------ Information shown
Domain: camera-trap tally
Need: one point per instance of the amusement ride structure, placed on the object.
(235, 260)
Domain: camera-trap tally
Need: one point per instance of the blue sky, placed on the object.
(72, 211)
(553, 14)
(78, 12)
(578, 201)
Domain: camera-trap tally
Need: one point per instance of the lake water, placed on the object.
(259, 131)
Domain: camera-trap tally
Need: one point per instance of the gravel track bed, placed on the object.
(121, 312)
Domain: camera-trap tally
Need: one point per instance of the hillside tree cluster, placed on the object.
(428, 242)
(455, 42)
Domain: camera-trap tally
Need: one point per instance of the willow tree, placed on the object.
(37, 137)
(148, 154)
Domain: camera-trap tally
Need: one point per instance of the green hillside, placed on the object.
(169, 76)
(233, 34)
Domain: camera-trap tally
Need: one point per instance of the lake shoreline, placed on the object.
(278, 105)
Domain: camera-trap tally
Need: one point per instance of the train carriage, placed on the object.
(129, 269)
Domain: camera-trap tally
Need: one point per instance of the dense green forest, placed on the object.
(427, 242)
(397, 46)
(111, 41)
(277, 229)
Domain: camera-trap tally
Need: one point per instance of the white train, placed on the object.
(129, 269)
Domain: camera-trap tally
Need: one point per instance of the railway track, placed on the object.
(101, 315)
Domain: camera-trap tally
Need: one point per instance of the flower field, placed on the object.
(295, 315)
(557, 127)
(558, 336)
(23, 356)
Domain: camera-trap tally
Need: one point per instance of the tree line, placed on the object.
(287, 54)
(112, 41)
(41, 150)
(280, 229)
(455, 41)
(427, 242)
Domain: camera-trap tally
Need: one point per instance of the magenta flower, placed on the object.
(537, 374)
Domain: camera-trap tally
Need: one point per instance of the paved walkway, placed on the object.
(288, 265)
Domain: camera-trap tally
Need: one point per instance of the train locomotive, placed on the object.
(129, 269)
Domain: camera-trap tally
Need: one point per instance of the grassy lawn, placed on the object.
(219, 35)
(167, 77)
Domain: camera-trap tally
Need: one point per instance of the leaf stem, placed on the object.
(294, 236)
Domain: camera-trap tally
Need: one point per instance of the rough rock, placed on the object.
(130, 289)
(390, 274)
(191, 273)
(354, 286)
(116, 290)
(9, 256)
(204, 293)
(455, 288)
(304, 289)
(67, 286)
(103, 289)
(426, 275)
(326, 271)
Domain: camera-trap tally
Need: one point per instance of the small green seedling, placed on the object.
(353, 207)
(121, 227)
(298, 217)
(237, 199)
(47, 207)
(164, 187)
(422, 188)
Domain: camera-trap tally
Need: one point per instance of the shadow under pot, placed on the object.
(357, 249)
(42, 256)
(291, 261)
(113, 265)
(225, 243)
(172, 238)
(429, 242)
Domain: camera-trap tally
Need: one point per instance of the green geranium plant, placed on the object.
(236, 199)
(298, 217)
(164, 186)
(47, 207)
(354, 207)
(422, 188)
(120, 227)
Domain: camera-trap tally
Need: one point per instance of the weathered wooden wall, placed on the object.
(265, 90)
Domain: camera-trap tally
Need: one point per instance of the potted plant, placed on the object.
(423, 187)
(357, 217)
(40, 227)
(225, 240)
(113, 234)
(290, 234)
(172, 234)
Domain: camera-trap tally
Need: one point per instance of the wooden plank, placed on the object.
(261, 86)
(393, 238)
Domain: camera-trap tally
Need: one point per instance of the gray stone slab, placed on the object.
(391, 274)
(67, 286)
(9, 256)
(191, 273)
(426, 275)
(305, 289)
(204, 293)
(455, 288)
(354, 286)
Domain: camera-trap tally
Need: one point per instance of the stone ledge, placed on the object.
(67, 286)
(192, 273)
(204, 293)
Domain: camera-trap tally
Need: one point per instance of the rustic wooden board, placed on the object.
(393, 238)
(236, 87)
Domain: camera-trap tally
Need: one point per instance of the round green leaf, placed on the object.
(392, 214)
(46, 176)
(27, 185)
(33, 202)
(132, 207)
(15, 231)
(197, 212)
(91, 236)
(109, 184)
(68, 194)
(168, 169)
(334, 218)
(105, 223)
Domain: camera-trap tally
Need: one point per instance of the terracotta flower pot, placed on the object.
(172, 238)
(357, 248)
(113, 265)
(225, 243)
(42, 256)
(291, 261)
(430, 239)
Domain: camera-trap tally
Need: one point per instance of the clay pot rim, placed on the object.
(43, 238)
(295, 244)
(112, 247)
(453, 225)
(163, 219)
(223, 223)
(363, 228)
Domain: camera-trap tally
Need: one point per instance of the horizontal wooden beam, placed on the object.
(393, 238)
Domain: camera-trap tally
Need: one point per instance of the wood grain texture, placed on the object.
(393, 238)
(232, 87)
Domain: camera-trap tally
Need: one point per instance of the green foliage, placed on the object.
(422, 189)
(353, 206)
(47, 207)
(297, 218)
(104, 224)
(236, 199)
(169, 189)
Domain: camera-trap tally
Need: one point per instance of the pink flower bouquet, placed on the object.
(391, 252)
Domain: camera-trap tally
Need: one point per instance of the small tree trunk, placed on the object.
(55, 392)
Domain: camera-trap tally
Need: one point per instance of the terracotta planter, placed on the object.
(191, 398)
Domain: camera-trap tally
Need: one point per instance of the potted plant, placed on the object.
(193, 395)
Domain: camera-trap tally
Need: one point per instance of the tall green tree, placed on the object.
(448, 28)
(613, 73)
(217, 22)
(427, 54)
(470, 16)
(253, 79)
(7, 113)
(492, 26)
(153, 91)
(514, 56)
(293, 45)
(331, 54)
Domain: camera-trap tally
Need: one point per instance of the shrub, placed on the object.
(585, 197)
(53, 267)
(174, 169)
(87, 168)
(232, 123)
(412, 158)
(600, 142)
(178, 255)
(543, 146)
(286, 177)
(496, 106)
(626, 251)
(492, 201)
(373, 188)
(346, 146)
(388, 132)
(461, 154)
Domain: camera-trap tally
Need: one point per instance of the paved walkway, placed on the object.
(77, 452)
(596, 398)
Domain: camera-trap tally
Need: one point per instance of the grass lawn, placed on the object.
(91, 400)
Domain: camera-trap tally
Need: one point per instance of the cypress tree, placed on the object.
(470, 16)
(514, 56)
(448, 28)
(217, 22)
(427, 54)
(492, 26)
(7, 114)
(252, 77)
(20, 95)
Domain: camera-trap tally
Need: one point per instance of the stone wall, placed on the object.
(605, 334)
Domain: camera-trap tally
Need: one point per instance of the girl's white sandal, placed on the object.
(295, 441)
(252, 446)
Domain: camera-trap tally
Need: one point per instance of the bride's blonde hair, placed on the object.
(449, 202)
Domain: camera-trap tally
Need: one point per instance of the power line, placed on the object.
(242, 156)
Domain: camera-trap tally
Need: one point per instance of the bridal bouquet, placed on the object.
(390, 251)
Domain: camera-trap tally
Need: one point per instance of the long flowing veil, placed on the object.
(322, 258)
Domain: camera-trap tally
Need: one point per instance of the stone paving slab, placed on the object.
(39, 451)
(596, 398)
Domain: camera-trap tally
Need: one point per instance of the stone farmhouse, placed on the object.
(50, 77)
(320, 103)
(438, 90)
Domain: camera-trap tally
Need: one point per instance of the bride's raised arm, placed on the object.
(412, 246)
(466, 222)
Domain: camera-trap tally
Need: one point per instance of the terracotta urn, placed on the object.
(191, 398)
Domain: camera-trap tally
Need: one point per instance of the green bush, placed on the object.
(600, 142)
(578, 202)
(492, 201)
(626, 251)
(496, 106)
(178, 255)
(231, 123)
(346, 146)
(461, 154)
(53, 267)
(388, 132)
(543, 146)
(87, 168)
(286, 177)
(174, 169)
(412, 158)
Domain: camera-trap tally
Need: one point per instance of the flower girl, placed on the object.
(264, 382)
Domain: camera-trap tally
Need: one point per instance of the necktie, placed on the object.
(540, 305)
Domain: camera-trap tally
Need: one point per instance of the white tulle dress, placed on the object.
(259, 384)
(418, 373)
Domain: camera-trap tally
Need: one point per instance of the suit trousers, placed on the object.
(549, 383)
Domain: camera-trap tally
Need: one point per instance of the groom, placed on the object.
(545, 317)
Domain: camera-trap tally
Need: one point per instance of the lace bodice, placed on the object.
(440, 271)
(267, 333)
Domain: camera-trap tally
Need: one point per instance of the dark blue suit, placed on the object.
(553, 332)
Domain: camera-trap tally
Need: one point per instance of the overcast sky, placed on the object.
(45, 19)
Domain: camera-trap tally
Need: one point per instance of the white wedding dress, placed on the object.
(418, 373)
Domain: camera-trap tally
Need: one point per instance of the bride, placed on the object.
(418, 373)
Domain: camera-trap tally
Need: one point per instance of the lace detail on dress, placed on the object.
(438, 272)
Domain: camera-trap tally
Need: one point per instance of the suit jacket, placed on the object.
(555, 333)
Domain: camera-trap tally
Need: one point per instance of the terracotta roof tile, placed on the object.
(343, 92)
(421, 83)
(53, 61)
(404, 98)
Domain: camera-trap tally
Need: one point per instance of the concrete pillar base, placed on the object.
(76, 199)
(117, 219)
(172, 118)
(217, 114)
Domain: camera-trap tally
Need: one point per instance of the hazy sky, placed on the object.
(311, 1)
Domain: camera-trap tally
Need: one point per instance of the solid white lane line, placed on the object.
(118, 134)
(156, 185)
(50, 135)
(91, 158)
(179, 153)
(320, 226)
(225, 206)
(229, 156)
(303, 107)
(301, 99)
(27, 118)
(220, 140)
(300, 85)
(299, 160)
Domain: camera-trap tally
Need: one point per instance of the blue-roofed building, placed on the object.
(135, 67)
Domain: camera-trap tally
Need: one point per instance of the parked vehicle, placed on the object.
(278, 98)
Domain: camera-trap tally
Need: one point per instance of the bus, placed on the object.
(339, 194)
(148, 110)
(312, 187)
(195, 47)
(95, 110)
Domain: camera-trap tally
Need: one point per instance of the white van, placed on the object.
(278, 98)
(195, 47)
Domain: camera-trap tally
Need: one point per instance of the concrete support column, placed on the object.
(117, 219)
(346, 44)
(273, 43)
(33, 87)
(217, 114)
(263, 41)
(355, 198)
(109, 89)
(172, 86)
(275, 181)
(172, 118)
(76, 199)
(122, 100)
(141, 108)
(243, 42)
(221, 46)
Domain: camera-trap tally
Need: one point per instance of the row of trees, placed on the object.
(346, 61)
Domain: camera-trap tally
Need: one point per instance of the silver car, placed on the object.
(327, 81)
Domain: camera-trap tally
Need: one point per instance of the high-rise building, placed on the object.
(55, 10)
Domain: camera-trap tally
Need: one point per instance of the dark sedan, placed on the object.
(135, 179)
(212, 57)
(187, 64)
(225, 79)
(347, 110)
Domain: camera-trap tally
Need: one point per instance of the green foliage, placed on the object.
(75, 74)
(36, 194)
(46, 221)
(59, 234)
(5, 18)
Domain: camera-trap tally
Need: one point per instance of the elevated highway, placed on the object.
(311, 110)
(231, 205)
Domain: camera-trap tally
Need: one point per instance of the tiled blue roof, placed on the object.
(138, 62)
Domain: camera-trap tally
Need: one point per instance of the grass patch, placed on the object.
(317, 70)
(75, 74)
------------
### Prompt
Please make your reply exactly the lines from the one containing "Need: one point per instance of the grass patch, placed" through the end of the entries above, and nothing more.

### Completed task
Need: one point per instance of the grass patch, placed on the object.
(317, 70)
(75, 74)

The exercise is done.